**Text to read**
==================================================

# Hurrah!  The little ones were saved!



## reian (Jul 13, 2010)

http://news.bbc.co.uk/2/hi/scotland/glasgow_and_west/10622034.stm

Yay for the saving of adorable things!  

Really, burgalars?  Going to go steal  puppies?  *sigh*


----------



## Tycho (Jul 13, 2010)

There's a huge black market for puppies, I hear.


----------



## reian (Jul 13, 2010)

Tycho said:


> There's a huge black market for puppies, I hear.


 And I don't quite understand why...unless you are just going to use them in a puppy mill...Peeves me off


----------



## Tycho (Jul 13, 2010)

reian said:


> And I don't quite understand why...unless you are just going to use them in a puppy mill...Peeves me off


 
Actually, I was being sarcastic, but...


----------



## reian (Jul 13, 2010)

Tycho said:


> Actually, I was being sarcastic, but...


DX...Now I feel like an idiot


----------



## Tycho (Jul 13, 2010)

I doubt they would have been used in puppy mills, they weren't purebred.  Beyond that I can't think of an even remotely sensible reason for them to steal those puppies.


----------



## reian (Jul 13, 2010)

Tycho said:


> I doubt they would have been used in puppy mills, they weren't purebred.  Beyond that I can't think of an even remotely sensible reason for them to steal those puppies.


That was my thought....*wrinkles nose* I hate  not having answers...Anyone else have any idea?


----------



## SnowFox (Jul 13, 2010)

reian said:


> That was my thought....*wrinkles nose* I hate  not having answers...Anyone else have any idea?


 
Ransom money.

I remember once hearing a true story about someone doing that on some comedy radio show. Some guy stole an old ladies cat and demanded a ransom, but she didn't have much money so he settled for a food blender instead.


----------



## Tycho (Jul 13, 2010)

SnowFox said:


> Ransom money.
> 
> I remember once hearing a true story about someone doing that on some comedy radio show. Some guy stole an old ladies cat and demanded a ransom, but she didn't have much money so *he settled for a food blender instead*.


 
lol.  What a fucking dumb douchebag.  Did he get caught?


----------



## reian (Jul 13, 2010)

SnowFox said:


> Ransom money.

==================================================

**Exercise instructions**
(a) Duplicate the part of the puppy thread starting with "## SnowFox (Jul" and going on through "food blender instead.".
(b) In the puppy thread, shorten the paragraph that begins "I remember once hearing a true story" while keeping its main facts.
(c) Answer these questions from the puppy thread:
(i) What does Tycho say there is a huge black market for?
(ii) According to Tycho, why would the puppies probably not have been used in puppy mills?
(iii) What reason does SnowFox give for stealing the puppies?
The material after the puppy thread is not needed.

**Provided material**

==================================================

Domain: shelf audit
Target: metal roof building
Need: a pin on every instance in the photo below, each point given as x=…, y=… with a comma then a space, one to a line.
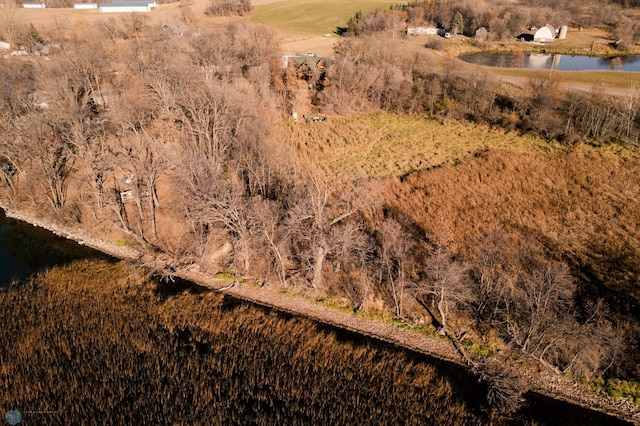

==================================================

**Written answers**
(a)
## SnowFox (Jul 13, 2010)

reian said:


> That was my thought....*wrinkles nose* I hate  not having answers...Anyone else have any idea?


 
Ransom money.

I remember once hearing a true story about someone doing that on some comedy radio show. Some guy stole an old ladies cat and demanded a ransom, but she didn't have much money so he settled for a food blender instead.

(b) On a comedy radio show, someone told a true story about a man who stole an old lady's cat and demanded a ransom. She had little money, so he accepted a food blender instead.

(c)
(i) Puppies.
(ii) They weren't purebred.
(iii) Ransom money.